+++ Input +++

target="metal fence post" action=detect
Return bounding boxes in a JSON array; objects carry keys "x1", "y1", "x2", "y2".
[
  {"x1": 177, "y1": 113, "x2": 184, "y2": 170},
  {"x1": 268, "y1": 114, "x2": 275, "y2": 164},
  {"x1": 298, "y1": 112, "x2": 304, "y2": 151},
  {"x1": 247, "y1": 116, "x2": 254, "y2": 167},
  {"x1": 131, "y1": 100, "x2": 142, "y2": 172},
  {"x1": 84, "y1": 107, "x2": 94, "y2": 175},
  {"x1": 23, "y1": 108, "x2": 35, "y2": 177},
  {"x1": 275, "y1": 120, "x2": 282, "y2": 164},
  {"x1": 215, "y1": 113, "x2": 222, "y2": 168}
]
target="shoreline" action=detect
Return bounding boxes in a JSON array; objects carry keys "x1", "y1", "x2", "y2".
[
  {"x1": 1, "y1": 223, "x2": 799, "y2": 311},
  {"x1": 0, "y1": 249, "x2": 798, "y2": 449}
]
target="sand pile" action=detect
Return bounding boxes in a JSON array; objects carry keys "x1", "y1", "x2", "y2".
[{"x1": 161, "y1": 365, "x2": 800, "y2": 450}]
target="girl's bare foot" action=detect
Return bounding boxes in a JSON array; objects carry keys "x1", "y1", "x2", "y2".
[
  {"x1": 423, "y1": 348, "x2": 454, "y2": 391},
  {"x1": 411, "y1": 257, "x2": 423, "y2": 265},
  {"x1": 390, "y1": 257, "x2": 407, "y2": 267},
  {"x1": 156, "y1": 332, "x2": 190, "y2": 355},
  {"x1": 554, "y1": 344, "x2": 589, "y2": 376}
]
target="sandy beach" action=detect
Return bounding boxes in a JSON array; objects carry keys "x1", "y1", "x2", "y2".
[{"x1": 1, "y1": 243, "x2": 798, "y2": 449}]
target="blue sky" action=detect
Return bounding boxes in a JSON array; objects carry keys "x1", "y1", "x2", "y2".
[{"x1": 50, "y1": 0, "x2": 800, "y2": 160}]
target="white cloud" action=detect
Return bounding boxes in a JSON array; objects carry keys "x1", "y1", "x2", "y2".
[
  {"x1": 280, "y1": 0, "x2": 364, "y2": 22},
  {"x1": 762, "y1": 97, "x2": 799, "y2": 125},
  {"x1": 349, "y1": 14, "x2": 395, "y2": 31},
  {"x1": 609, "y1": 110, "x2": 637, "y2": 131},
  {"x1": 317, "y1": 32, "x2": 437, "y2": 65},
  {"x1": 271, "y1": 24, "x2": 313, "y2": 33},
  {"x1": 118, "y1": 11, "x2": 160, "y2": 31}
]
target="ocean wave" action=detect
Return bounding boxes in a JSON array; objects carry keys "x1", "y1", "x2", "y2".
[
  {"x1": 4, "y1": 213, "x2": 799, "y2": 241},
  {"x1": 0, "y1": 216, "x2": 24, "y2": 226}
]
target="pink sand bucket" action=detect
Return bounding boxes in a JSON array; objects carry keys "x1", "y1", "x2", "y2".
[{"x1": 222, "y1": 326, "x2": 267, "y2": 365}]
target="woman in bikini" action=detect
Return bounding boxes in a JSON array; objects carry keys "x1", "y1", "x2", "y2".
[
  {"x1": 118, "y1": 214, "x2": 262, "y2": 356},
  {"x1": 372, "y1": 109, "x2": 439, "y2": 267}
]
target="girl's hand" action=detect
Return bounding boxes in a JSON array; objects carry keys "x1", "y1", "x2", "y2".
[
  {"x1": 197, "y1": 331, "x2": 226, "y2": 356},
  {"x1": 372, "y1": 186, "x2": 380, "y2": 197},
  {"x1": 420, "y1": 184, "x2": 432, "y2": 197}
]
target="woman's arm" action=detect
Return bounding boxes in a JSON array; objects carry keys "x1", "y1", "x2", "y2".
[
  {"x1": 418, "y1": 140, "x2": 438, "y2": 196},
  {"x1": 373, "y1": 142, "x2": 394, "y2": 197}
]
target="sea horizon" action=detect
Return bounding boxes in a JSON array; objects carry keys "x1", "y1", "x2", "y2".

+++

§ **What the task asks**:
Report the lines above that have the word "girl" in them.

§ **Your solution**:
target="girl's bare foot" action=detect
target="girl's hand" action=detect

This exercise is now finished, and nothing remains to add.